━━━━━ Working data ━━━━━
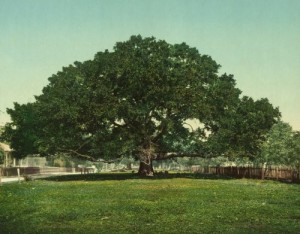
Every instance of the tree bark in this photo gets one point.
(146, 169)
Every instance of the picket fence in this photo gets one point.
(278, 173)
(13, 171)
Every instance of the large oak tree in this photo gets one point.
(138, 100)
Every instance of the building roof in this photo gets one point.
(5, 147)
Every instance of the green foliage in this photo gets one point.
(282, 146)
(135, 101)
(110, 204)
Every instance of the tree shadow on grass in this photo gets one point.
(131, 176)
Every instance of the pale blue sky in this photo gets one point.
(256, 40)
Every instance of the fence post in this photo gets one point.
(18, 170)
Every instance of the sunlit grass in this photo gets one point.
(127, 204)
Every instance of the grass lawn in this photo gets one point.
(123, 203)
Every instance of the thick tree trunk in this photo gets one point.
(146, 169)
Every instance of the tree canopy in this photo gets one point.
(137, 100)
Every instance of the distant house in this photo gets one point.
(8, 159)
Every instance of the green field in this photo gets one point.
(124, 203)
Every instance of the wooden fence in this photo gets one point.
(279, 173)
(13, 171)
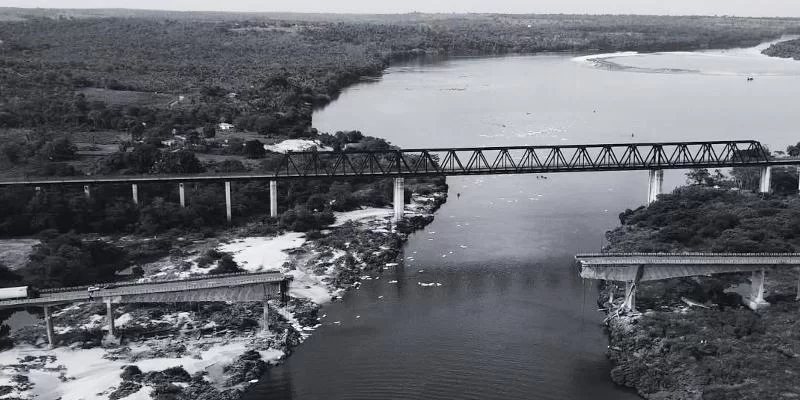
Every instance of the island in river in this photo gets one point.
(711, 346)
(104, 117)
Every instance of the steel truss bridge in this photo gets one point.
(475, 161)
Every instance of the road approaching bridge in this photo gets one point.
(653, 157)
(633, 268)
(240, 287)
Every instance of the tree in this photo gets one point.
(254, 149)
(209, 131)
(793, 150)
(178, 162)
(698, 176)
(226, 265)
(59, 150)
(143, 157)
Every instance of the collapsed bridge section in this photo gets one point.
(632, 268)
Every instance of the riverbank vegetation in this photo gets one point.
(787, 49)
(720, 349)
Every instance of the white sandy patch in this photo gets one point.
(362, 215)
(271, 355)
(296, 145)
(94, 376)
(14, 253)
(122, 320)
(255, 254)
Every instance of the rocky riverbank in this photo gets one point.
(691, 337)
(211, 350)
(787, 49)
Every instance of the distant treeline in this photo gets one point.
(266, 75)
(787, 49)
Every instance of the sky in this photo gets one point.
(777, 8)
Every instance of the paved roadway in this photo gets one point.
(626, 266)
(68, 295)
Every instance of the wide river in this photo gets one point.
(512, 319)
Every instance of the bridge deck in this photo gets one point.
(473, 161)
(628, 267)
(150, 291)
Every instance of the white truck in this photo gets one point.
(20, 292)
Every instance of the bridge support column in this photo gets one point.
(182, 194)
(756, 298)
(654, 188)
(630, 297)
(399, 198)
(48, 323)
(797, 298)
(273, 199)
(228, 200)
(135, 193)
(766, 178)
(110, 318)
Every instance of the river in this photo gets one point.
(512, 319)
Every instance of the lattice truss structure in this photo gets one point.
(524, 159)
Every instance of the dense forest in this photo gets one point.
(787, 49)
(104, 92)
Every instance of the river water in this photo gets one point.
(512, 319)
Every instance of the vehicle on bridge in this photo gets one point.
(20, 292)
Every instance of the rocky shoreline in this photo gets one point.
(211, 351)
(692, 338)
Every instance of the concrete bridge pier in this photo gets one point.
(656, 183)
(798, 181)
(629, 304)
(182, 194)
(48, 323)
(228, 200)
(110, 318)
(766, 178)
(399, 198)
(273, 199)
(756, 298)
(797, 298)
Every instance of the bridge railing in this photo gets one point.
(524, 159)
(471, 161)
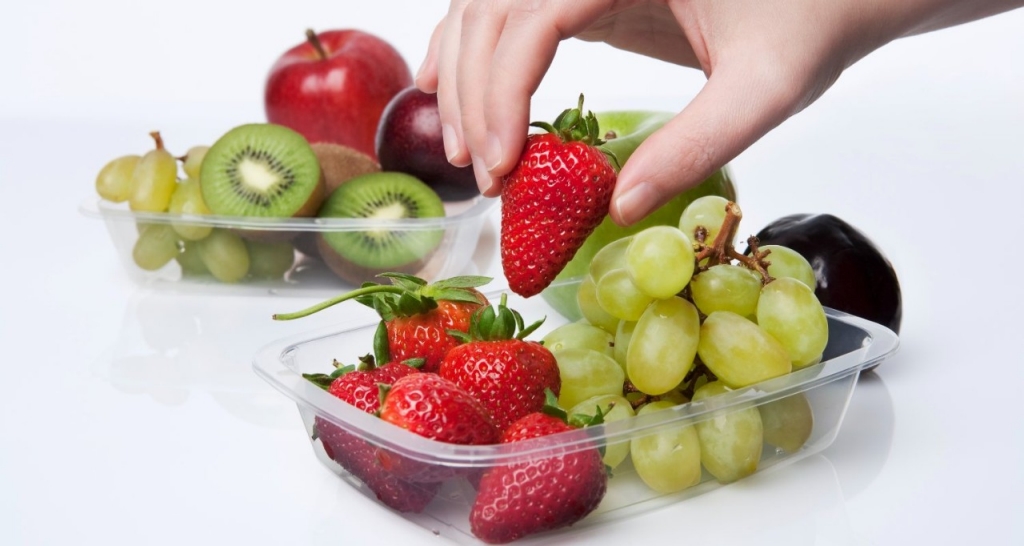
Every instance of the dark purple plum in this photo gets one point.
(409, 140)
(853, 276)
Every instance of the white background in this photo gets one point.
(920, 145)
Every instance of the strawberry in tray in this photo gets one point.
(435, 408)
(554, 198)
(496, 364)
(359, 387)
(417, 317)
(539, 494)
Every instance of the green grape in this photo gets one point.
(114, 180)
(663, 345)
(591, 308)
(580, 334)
(225, 255)
(791, 312)
(660, 261)
(587, 373)
(787, 422)
(611, 256)
(667, 461)
(189, 260)
(787, 262)
(726, 287)
(620, 297)
(269, 260)
(623, 335)
(738, 351)
(615, 408)
(194, 161)
(157, 245)
(730, 443)
(187, 199)
(708, 211)
(154, 179)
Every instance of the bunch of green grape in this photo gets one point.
(674, 315)
(151, 182)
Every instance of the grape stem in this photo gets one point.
(158, 138)
(722, 251)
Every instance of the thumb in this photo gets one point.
(733, 110)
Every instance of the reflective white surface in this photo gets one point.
(132, 416)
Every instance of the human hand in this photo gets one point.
(764, 60)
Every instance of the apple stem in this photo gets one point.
(159, 139)
(314, 41)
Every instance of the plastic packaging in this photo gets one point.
(854, 344)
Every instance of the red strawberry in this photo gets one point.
(497, 366)
(435, 408)
(554, 198)
(359, 387)
(359, 458)
(540, 494)
(416, 316)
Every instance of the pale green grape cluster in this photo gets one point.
(151, 182)
(689, 318)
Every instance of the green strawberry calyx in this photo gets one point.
(496, 324)
(367, 364)
(573, 126)
(404, 296)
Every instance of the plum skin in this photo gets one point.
(853, 276)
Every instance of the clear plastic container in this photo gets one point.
(854, 344)
(436, 248)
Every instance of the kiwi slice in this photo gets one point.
(261, 170)
(340, 164)
(358, 254)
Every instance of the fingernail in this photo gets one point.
(494, 152)
(451, 143)
(419, 71)
(483, 179)
(636, 203)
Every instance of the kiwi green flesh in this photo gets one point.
(261, 170)
(384, 196)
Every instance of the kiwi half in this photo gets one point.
(262, 170)
(359, 254)
(339, 165)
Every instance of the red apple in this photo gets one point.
(334, 87)
(409, 140)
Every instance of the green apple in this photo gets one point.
(630, 129)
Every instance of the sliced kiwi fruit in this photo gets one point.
(357, 255)
(339, 165)
(262, 170)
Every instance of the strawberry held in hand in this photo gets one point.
(496, 365)
(553, 199)
(416, 317)
(541, 494)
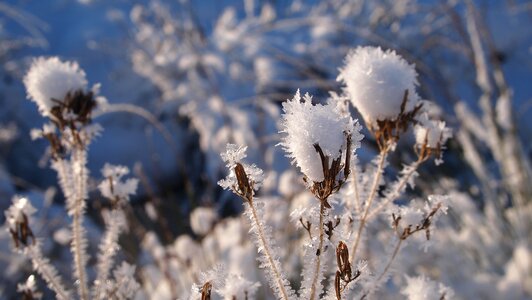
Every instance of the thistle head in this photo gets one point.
(319, 140)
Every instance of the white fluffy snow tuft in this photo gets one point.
(376, 81)
(50, 78)
(16, 213)
(306, 125)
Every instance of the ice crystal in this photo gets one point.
(49, 80)
(233, 155)
(18, 211)
(376, 82)
(306, 125)
(202, 219)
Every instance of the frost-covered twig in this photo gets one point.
(318, 270)
(369, 200)
(115, 223)
(398, 188)
(77, 211)
(242, 180)
(278, 282)
(42, 265)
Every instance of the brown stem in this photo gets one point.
(371, 196)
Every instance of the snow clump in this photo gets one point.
(49, 80)
(306, 125)
(376, 82)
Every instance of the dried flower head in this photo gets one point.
(49, 79)
(306, 126)
(319, 141)
(243, 179)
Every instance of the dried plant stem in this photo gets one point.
(317, 272)
(78, 239)
(373, 192)
(386, 268)
(267, 251)
(47, 271)
(399, 187)
(354, 170)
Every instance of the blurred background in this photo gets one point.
(187, 77)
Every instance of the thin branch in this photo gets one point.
(373, 192)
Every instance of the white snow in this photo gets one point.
(50, 79)
(375, 82)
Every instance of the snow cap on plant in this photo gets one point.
(382, 86)
(318, 138)
(376, 82)
(49, 80)
(60, 91)
(243, 179)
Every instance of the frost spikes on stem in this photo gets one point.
(206, 291)
(388, 131)
(330, 183)
(344, 273)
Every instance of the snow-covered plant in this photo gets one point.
(382, 87)
(317, 137)
(60, 91)
(49, 80)
(243, 180)
(19, 219)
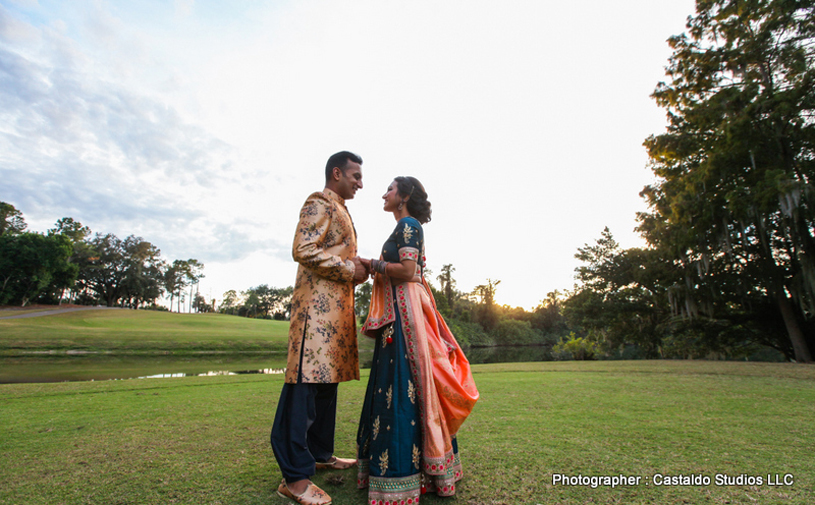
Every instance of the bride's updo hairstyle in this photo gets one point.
(412, 189)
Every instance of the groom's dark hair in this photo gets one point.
(340, 160)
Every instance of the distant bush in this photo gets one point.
(577, 348)
(515, 332)
(153, 306)
(469, 334)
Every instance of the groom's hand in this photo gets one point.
(360, 271)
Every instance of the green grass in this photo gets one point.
(141, 331)
(205, 440)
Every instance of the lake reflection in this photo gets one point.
(262, 371)
(95, 367)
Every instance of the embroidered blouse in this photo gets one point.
(406, 242)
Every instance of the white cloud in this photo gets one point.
(202, 126)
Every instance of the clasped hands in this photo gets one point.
(362, 269)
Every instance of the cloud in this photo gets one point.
(73, 141)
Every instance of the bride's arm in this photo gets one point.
(403, 271)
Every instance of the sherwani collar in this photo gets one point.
(337, 198)
(334, 196)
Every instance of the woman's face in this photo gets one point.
(392, 198)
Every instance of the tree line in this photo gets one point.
(729, 266)
(730, 262)
(70, 264)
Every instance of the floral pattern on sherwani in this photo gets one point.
(323, 333)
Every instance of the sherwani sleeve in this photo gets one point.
(311, 235)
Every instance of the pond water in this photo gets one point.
(64, 367)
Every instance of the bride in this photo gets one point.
(420, 389)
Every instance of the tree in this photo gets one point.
(31, 263)
(11, 220)
(114, 270)
(180, 274)
(447, 283)
(201, 305)
(487, 315)
(229, 303)
(734, 204)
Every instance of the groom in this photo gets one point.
(322, 335)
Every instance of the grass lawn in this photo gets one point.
(205, 440)
(140, 331)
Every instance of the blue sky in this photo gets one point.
(203, 126)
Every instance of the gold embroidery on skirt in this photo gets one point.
(383, 462)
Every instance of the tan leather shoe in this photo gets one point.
(311, 496)
(336, 463)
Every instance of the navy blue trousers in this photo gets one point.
(303, 430)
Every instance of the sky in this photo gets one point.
(202, 126)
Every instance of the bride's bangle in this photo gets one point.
(379, 266)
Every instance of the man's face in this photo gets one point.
(350, 180)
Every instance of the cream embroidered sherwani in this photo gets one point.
(323, 333)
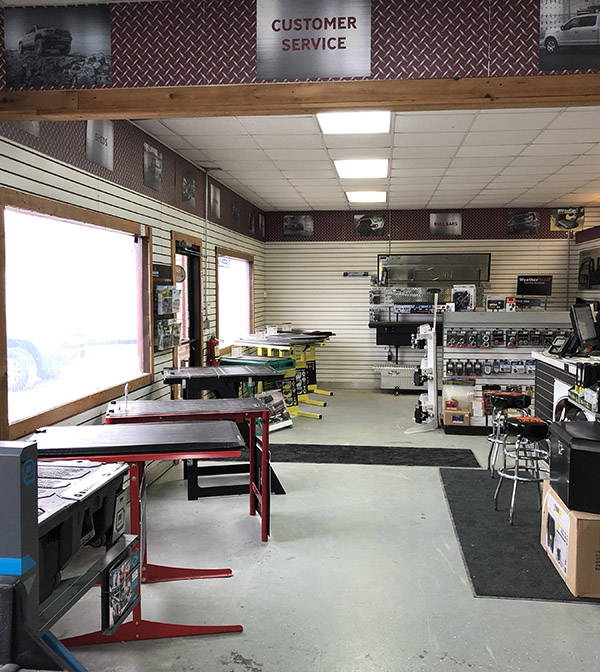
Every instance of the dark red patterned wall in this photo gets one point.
(197, 42)
(410, 225)
(65, 141)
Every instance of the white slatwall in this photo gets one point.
(305, 286)
(592, 218)
(29, 171)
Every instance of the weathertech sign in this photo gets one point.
(313, 39)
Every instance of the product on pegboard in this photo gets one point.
(301, 381)
(288, 389)
(511, 338)
(464, 297)
(472, 338)
(498, 338)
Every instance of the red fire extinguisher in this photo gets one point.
(212, 351)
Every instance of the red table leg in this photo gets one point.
(265, 486)
(158, 573)
(138, 629)
(252, 462)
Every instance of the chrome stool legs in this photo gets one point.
(526, 456)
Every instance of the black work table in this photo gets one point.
(137, 444)
(224, 381)
(138, 440)
(247, 410)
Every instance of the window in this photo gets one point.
(234, 296)
(76, 312)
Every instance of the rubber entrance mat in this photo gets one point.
(404, 456)
(502, 561)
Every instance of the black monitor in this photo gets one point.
(584, 325)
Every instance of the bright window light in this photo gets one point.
(234, 287)
(366, 196)
(338, 123)
(361, 168)
(70, 335)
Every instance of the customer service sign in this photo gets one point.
(313, 39)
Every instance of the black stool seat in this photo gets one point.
(529, 427)
(506, 400)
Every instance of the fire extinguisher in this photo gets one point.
(212, 351)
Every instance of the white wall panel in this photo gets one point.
(26, 170)
(305, 286)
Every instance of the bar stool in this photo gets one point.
(529, 449)
(502, 402)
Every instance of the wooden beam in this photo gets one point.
(308, 97)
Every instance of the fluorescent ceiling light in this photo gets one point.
(366, 196)
(361, 168)
(336, 123)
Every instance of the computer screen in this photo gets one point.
(584, 325)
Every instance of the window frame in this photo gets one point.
(37, 204)
(236, 254)
(179, 237)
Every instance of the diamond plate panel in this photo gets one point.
(338, 225)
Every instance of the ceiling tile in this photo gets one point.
(296, 154)
(436, 122)
(499, 138)
(205, 126)
(309, 174)
(577, 119)
(289, 141)
(221, 141)
(556, 150)
(571, 136)
(410, 164)
(423, 152)
(480, 161)
(540, 170)
(235, 154)
(308, 166)
(473, 172)
(280, 125)
(512, 121)
(498, 150)
(418, 172)
(343, 141)
(361, 153)
(428, 139)
(153, 126)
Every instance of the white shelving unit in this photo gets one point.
(465, 388)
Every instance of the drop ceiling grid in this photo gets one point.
(448, 159)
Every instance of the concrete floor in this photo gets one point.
(372, 418)
(363, 573)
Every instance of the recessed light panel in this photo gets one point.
(361, 168)
(366, 196)
(335, 123)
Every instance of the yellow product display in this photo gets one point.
(295, 382)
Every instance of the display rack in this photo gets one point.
(490, 349)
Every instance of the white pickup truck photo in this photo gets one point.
(580, 31)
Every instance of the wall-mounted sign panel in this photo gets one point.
(445, 223)
(310, 39)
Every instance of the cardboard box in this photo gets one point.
(457, 418)
(572, 541)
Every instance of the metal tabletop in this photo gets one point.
(132, 439)
(118, 409)
(239, 373)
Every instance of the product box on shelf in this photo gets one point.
(572, 541)
(457, 418)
━━━━━
> **Instruction**
Locate "Every instance of the white shelving" in the material, then quote the line that contains it and all lines after it through the final one.

> **Written reply**
Every instance of the white shelving unit in this photo gets one point.
(465, 388)
Every instance of the drop ceiling grid in this photo gets one point.
(448, 159)
Every instance of the concrete floor in this photo gets one point.
(372, 418)
(363, 573)
Every instance of the recessed light panel in this photo gets one point.
(361, 168)
(366, 196)
(335, 123)
Every instance of the yellow product display in this photo gets one point.
(295, 382)
Every instance of the display rack in this photo gets one point.
(490, 349)
Every instance of the white pickup truck photo in this photo gets one point.
(580, 31)
Every instance of the wall-mounted sign panel in this photo gets one point.
(445, 223)
(310, 39)
Every instance of the cardboard box in this photo gets one point.
(457, 418)
(572, 541)
Every instance of the metal tabletop in this photo gets one point.
(132, 439)
(118, 409)
(239, 373)
Every instance of the product box on shelf in this photo gets one point.
(572, 541)
(457, 418)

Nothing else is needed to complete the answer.